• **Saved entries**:
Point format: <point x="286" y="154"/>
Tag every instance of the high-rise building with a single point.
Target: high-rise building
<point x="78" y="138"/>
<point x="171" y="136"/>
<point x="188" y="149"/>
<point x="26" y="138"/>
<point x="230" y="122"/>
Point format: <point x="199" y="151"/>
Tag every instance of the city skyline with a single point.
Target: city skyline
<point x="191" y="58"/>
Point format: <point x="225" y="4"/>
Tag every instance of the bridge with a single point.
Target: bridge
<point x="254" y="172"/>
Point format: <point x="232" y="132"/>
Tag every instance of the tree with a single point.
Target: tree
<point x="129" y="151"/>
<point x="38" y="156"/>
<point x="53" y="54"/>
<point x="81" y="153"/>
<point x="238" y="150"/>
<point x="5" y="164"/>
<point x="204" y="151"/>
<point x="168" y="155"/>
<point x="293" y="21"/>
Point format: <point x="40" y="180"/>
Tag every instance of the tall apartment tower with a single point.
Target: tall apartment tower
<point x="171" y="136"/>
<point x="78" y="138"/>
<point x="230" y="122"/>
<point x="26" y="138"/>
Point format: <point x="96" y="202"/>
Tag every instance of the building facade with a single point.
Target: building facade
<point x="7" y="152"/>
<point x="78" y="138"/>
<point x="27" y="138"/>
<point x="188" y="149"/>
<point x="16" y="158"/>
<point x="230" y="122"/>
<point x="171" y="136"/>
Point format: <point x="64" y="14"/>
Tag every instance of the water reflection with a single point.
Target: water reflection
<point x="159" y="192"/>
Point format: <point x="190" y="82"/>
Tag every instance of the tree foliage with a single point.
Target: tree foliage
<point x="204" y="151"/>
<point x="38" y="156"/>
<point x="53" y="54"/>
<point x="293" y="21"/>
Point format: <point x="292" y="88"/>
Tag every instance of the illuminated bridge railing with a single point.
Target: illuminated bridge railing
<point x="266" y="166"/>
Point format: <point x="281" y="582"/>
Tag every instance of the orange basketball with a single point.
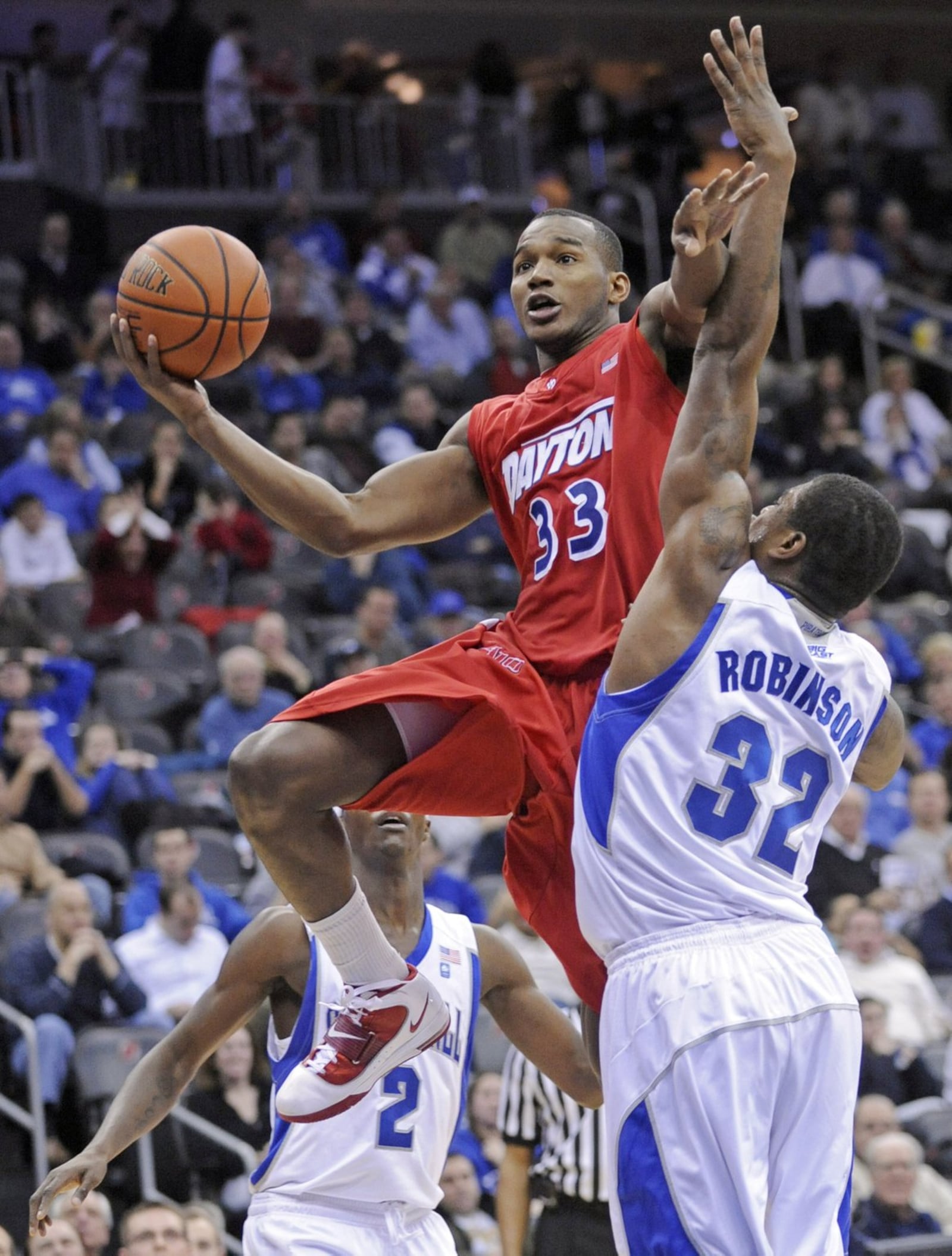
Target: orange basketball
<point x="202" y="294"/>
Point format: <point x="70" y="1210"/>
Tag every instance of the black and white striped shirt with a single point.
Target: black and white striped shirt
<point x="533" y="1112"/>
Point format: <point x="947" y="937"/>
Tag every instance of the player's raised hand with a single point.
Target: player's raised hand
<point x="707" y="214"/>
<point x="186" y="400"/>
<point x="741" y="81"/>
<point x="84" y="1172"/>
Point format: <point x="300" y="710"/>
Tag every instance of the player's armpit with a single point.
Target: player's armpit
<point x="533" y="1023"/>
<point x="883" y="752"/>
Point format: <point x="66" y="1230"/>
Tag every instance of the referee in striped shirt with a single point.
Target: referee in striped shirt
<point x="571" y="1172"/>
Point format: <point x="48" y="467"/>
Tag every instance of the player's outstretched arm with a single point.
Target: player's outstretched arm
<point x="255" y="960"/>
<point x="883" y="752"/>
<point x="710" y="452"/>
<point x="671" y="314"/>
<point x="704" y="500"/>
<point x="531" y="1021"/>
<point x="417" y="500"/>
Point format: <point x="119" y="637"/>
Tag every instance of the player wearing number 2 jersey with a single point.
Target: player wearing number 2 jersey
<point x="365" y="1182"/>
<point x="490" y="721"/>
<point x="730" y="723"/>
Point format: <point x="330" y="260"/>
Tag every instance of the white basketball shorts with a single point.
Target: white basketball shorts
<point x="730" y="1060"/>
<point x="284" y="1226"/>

• **Work instructions**: The response should repeat every entry above exactly and include none of the pictures.

• **Answer to the exercise**:
Point format: <point x="286" y="154"/>
Tag every instance of the high-rise building with a single point.
Target: high-rise building
<point x="78" y="138"/>
<point x="171" y="136"/>
<point x="188" y="149"/>
<point x="26" y="138"/>
<point x="230" y="122"/>
Point format: <point x="199" y="151"/>
Tag every instance of the city skyline with a single point.
Target: city skyline
<point x="191" y="58"/>
Point format: <point x="225" y="4"/>
Tag every instance of the bridge with a single point.
Target: bridge
<point x="254" y="172"/>
Point format: <point x="232" y="132"/>
Tag every instance of the tree with a single point.
Target: tree
<point x="129" y="151"/>
<point x="38" y="156"/>
<point x="53" y="54"/>
<point x="81" y="153"/>
<point x="238" y="150"/>
<point x="5" y="164"/>
<point x="204" y="151"/>
<point x="168" y="155"/>
<point x="293" y="21"/>
Point format: <point x="40" y="180"/>
Tag every instance of the tall apartment tower with a single point.
Target: tall apartment tower
<point x="171" y="136"/>
<point x="78" y="138"/>
<point x="230" y="122"/>
<point x="26" y="138"/>
Point format: <point x="96" y="202"/>
Tag every instance of the building facade with a single point.
Target: building facade
<point x="7" y="152"/>
<point x="78" y="138"/>
<point x="27" y="138"/>
<point x="188" y="149"/>
<point x="16" y="158"/>
<point x="230" y="122"/>
<point x="171" y="136"/>
Point format: <point x="64" y="14"/>
Tag every instance of the water reflection with a single point.
Target: water reflection
<point x="159" y="192"/>
Point format: <point x="190" y="82"/>
Tag every instance of the tree foliage with a single point.
Target: tree foliage
<point x="204" y="151"/>
<point x="38" y="156"/>
<point x="53" y="54"/>
<point x="293" y="21"/>
Point format: <point x="292" y="88"/>
Tag every instance of the illuminated bridge railing with a single point.
Target: illuminated bridge railing
<point x="266" y="166"/>
Point format: <point x="281" y="582"/>
Tag every instance of the orange basketball with a single point.
Target: orange basketball
<point x="202" y="294"/>
Point format: <point x="70" y="1210"/>
Tag every instance of the black and white striped shirt with a single point.
Target: black and white striped shirt
<point x="533" y="1112"/>
Point format: <point x="947" y="937"/>
Tag every instance of the player's raised hand with a single point.
Target: player's raised hand
<point x="707" y="214"/>
<point x="186" y="400"/>
<point x="741" y="81"/>
<point x="84" y="1172"/>
Point format: <point x="300" y="710"/>
Tag every instance of the player's armpit with a single point.
Target: player's armpit
<point x="533" y="1023"/>
<point x="883" y="752"/>
Point format: <point x="66" y="1230"/>
Tag every instance of the referee in striped shirt with a single point.
Target: referee in striped shirt
<point x="571" y="1172"/>
Point format: <point x="48" y="467"/>
Tag every instance of the player's outstretched arm with a single point.
Target: player's outstretched arm
<point x="255" y="960"/>
<point x="883" y="752"/>
<point x="710" y="452"/>
<point x="671" y="314"/>
<point x="704" y="500"/>
<point x="531" y="1021"/>
<point x="417" y="500"/>
Point format: <point x="119" y="637"/>
Tag every instance of the player wearing number 2 jersey with a single point.
Target: player wearing number 2 jersey
<point x="365" y="1182"/>
<point x="490" y="721"/>
<point x="730" y="723"/>
Point format: <point x="330" y="260"/>
Tag every instance of the white basketball shorts with a single point.
Target: white basketball shorts
<point x="730" y="1060"/>
<point x="284" y="1226"/>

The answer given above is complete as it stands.